#### DATA FOR THIS EXERCISE
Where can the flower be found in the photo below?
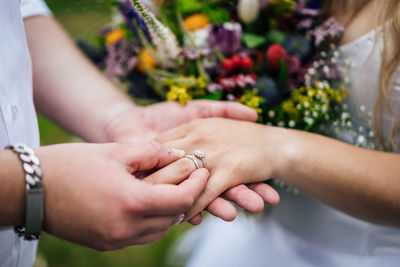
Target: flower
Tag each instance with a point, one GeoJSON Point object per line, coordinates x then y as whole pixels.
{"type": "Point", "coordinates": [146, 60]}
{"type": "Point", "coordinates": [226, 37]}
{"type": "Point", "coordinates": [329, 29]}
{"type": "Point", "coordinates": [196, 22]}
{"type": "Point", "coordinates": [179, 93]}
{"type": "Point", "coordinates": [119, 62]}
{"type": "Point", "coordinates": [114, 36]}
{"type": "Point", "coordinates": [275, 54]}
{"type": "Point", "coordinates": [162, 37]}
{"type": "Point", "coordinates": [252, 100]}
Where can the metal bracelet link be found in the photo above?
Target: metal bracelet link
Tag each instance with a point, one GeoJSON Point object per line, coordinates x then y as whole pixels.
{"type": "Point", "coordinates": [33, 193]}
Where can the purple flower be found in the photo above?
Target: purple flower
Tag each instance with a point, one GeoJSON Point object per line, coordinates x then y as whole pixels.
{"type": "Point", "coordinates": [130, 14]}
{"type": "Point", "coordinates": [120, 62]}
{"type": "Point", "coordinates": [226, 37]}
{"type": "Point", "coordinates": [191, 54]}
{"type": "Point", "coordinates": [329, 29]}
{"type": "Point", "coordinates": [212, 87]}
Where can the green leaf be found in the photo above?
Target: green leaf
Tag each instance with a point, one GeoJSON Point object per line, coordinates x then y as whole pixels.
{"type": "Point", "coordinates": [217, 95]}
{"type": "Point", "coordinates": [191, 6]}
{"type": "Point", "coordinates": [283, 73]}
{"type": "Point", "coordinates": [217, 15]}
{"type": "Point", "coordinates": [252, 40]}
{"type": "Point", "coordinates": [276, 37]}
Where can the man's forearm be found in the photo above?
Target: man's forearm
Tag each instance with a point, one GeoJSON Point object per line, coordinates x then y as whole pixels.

#### WHAT TO WORK ON
Pictures are to be omitted; otherwise, every line from the first line of the listing through the line containing "Where can the purple" must be reproduced exactly, both ends included.

#### ANSWER TO THIS PROBLEM
Where can the flower be found in the photo below?
Target: flower
Tag each instance with a point, one GeoJSON Point object per line, coordinates x then y as whole pixels.
{"type": "Point", "coordinates": [146, 60]}
{"type": "Point", "coordinates": [226, 37]}
{"type": "Point", "coordinates": [329, 29]}
{"type": "Point", "coordinates": [196, 22]}
{"type": "Point", "coordinates": [179, 93]}
{"type": "Point", "coordinates": [119, 62]}
{"type": "Point", "coordinates": [114, 36]}
{"type": "Point", "coordinates": [275, 54]}
{"type": "Point", "coordinates": [162, 37]}
{"type": "Point", "coordinates": [252, 100]}
Where can the metal bracelet link be found in the photo above?
Target: metal bracelet link
Tag each instance with a point, one GeoJSON Point object per line, coordinates x then y as whole pixels.
{"type": "Point", "coordinates": [33, 193]}
Where can the purple flower be found in the photo above?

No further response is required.